◆ Extracted entries:
------------------------------------------------
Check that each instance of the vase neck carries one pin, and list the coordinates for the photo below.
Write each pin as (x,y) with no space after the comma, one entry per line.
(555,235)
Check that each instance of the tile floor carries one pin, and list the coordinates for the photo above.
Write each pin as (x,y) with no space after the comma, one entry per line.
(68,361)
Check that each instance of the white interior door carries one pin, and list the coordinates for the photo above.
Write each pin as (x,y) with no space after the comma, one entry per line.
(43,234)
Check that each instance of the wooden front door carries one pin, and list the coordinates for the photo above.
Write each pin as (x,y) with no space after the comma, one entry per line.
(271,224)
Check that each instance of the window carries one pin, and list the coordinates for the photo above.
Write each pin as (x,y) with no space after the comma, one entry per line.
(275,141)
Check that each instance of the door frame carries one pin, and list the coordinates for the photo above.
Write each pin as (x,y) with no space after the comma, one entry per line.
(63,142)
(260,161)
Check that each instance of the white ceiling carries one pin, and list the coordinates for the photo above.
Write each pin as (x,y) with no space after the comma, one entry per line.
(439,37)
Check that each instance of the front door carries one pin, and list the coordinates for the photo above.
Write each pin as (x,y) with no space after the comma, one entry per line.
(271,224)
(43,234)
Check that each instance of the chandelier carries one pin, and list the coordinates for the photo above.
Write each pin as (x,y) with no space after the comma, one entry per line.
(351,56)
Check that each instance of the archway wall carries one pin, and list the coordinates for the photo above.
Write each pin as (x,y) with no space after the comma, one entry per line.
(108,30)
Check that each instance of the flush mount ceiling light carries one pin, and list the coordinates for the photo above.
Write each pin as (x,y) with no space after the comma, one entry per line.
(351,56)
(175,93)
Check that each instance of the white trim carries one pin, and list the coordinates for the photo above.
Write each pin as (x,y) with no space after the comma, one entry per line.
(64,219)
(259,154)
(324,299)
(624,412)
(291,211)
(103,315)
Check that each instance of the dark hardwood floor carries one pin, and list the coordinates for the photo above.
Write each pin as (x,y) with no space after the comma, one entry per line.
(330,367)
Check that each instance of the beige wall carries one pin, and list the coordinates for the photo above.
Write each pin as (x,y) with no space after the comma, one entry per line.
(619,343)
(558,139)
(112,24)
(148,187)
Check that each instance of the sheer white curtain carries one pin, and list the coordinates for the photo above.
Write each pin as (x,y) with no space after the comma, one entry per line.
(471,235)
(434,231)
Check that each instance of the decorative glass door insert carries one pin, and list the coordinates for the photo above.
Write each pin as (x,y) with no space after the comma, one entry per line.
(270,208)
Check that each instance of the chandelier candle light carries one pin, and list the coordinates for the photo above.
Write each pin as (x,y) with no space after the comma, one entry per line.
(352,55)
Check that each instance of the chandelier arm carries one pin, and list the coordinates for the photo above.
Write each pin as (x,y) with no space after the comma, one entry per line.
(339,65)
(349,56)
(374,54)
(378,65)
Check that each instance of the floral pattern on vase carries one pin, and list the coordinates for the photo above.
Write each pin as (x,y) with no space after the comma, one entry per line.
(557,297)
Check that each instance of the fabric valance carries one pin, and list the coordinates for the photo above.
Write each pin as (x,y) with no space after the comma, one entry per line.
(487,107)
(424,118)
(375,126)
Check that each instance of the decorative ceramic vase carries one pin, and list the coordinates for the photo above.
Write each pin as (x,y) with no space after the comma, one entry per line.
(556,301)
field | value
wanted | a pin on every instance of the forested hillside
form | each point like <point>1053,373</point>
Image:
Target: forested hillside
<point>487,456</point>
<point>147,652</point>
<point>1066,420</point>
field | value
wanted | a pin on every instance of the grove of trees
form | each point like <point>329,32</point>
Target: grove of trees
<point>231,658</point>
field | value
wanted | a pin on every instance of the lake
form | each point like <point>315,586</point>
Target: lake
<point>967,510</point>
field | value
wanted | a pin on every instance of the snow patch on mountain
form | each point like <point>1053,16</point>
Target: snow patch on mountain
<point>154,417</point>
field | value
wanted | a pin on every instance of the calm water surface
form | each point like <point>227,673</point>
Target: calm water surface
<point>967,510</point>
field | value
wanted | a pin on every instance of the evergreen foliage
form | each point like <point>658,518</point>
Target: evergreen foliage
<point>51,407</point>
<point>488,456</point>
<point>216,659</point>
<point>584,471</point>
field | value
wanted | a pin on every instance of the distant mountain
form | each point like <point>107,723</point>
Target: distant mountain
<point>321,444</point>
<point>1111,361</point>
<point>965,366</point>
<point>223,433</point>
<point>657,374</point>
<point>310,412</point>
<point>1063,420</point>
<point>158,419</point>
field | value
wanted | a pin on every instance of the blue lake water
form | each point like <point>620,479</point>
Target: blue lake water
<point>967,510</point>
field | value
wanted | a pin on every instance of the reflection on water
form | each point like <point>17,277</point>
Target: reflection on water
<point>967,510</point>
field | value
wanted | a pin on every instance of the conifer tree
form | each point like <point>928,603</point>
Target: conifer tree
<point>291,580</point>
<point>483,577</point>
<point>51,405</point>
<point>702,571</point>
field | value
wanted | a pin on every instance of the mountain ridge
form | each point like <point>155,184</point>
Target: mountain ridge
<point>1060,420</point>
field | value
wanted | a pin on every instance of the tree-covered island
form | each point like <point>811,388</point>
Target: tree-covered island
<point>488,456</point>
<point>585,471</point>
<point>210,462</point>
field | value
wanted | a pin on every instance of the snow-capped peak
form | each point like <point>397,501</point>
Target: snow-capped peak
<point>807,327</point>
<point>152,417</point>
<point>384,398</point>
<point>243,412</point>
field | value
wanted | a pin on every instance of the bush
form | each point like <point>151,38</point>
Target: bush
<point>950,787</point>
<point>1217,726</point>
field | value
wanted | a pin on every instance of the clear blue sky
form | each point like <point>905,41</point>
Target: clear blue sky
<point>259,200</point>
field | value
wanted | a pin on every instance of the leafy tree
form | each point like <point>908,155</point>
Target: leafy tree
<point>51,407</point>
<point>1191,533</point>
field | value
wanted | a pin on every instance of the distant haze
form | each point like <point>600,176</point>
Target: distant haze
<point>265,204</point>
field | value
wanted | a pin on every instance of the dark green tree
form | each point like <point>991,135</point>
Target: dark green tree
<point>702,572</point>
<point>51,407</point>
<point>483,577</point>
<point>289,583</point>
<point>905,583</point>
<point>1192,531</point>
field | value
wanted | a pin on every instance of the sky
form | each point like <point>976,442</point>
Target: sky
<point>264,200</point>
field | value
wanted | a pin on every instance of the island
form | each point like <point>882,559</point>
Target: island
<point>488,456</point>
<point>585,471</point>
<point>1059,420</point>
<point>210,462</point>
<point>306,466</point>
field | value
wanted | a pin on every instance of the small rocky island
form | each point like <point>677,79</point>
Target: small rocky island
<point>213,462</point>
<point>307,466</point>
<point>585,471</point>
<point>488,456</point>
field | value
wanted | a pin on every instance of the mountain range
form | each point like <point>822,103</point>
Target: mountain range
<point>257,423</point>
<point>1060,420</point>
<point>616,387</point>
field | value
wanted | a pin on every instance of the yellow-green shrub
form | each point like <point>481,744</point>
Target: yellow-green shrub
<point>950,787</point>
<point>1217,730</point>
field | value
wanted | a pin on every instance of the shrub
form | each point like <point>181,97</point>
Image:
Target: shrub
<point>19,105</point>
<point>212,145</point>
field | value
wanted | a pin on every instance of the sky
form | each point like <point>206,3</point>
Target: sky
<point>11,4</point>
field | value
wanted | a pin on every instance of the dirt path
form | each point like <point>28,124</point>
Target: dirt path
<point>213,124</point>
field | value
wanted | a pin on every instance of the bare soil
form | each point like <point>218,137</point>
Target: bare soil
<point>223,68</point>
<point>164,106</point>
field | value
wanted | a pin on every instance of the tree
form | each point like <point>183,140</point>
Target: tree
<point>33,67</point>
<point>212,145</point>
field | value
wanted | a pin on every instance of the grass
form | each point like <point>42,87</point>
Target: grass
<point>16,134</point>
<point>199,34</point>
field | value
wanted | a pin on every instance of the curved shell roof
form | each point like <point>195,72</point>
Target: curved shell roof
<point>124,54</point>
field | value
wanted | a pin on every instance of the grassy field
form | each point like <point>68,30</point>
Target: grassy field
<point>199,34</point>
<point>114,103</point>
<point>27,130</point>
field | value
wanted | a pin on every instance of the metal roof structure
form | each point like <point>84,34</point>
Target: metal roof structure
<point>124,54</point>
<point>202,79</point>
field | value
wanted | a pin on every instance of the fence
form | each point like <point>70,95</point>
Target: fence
------------------------------------------------
◆ Objective:
Tally the lines of the data above that contain the string "snow", and give only that number.

◆ Answer to the exercise:
4